**AIM OF THE EXERCISE**
Quote the full listing word for word.

**RECORD EXCERPTS**
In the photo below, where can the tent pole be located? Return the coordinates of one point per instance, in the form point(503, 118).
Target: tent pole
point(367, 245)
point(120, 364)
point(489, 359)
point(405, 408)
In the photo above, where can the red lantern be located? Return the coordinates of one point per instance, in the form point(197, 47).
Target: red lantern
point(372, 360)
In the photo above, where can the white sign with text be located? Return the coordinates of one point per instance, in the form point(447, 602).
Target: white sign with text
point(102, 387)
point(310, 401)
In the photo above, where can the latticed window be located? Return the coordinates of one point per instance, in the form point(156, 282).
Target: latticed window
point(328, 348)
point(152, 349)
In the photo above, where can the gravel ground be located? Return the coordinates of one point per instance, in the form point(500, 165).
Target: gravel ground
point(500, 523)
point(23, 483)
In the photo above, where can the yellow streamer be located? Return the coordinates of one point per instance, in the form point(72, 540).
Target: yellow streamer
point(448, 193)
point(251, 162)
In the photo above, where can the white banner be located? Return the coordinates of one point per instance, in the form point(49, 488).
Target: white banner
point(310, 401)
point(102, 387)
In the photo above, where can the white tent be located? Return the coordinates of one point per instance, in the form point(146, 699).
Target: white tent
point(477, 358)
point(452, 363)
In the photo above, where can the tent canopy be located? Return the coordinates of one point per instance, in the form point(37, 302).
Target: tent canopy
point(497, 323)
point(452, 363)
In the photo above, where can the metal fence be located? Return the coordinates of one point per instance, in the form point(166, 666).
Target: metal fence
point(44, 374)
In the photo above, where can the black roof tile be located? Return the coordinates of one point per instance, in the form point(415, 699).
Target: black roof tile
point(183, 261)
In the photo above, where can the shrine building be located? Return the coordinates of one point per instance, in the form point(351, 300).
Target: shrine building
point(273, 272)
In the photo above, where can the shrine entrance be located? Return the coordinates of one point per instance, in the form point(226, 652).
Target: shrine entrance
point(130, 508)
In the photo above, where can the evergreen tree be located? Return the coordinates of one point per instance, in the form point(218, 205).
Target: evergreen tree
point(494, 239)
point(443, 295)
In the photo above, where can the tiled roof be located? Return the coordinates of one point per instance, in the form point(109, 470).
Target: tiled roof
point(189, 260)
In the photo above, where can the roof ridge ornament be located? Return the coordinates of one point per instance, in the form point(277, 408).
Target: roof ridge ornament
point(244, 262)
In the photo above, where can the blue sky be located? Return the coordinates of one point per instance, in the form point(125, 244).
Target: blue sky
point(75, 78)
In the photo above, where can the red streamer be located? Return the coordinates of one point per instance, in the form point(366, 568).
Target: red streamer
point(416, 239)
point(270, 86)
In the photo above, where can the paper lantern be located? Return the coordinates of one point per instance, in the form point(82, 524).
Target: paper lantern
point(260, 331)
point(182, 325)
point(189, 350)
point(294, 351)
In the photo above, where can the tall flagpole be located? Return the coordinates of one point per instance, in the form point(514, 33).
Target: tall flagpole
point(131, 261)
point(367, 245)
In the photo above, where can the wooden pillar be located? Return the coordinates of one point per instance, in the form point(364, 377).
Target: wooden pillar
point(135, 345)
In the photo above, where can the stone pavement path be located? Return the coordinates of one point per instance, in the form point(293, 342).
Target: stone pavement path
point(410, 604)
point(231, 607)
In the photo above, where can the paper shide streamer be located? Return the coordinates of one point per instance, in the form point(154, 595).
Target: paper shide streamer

**FINISHED TASK**
In the photo below, where can the tent pole be located? Return the coordinates of one point per instance, in the form point(503, 118).
Target: tent pole
point(367, 245)
point(120, 364)
point(489, 359)
point(405, 408)
In the photo above, where can the red lantern be located? Return the coordinates of one point per instance, in the form point(197, 47).
Target: red lantern
point(372, 360)
In the photo above, where can the white sign with text be located? Return the coordinates of one point per instance, in the form point(447, 602).
Target: white sign with text
point(102, 387)
point(310, 401)
In the photo above, where can the latticed window be located? Return the coordinates of one point per instance, in the form point(156, 282).
Target: latticed window
point(328, 348)
point(152, 349)
In the photo above, where can the gravel ground be located? Return the coordinates of one point per instance, in the form point(500, 165).
Target: gravel ground
point(500, 523)
point(23, 483)
In the photo above, where can the yellow streamer be located? Return the coordinates of one point per instance, in the form point(72, 540).
Target: yellow streamer
point(448, 193)
point(251, 162)
In the photo above, where can the white banner be located? Return the coordinates of one point per instance, in the form point(49, 488).
Target: white banner
point(310, 401)
point(102, 387)
In the photo above, where can the white tent be located? Return the coordinates of one point per instance, in the form point(146, 699).
Target: white tent
point(477, 358)
point(452, 363)
In the photo above, where can the tent canopy be located? Return the coordinates of one point per instance, in the form point(37, 302).
Target: tent canopy
point(497, 323)
point(452, 363)
In the photo above, where can the metal fence be located? Return the coordinates of one point per instance, in the form point(166, 666).
Target: metal fence
point(44, 374)
In the photo above, where can the black roof tile be located? Return the coordinates of one point per instance, in the form point(415, 699).
Target: black roof tile
point(183, 261)
In the photo above, where can the shrine building be located? Return the coordinates of one point per instance, in the form point(351, 300).
Target: shrine building
point(273, 272)
In the photo above, where can the shrine entrance be located? Return the coordinates of one point per instance, in the form point(226, 652).
Target: shrine entrance
point(130, 508)
In the photo above, where can the evergreen tree be located? Return the coordinates of one point per instance, in the form point(218, 205).
Target: evergreen tree
point(494, 239)
point(443, 295)
In the photo above, where can the tiled roof be located? Return the coordinates of one point per instance, in the form point(109, 470).
Target: tiled roof
point(189, 260)
In the photo above, where can the roof ridge ornament be located? Return the coordinates of one point per instance, in the form point(277, 408).
Target: roof ridge ornament
point(244, 262)
In the photo above, where can the blue sky be located? Return the coordinates of one point per instance, in the form point(125, 244).
Target: blue sky
point(75, 78)
In the photo above, where can the red streamer be located? Return the coordinates of one point per instance, in the form point(366, 568).
Target: red streamer
point(416, 239)
point(270, 86)
In the photo above, where can the paper lantern be located? Return the coordinates of one point per instance, in the form point(82, 524).
Target: paper lantern
point(260, 331)
point(182, 325)
point(189, 350)
point(294, 351)
In the photo above, where can the tall flagpole be located? Return the coordinates of one point per instance, in the form point(514, 33).
Target: tall flagpole
point(131, 261)
point(367, 245)
In the photo above, where can the wooden pillar be located? Return the coordinates of one point per instance, in the form point(364, 377).
Target: wooden pillar
point(135, 345)
In the photo above, where can the stone pavement path be located? Return the coordinates of one point per instance, in the form point(293, 342).
Target: stone pavement path
point(410, 604)
point(231, 607)
In the photo above, where can the paper shide streamer be located? Return the coordinates of one point per instance, in the form point(154, 595).
Target: paper shide streamer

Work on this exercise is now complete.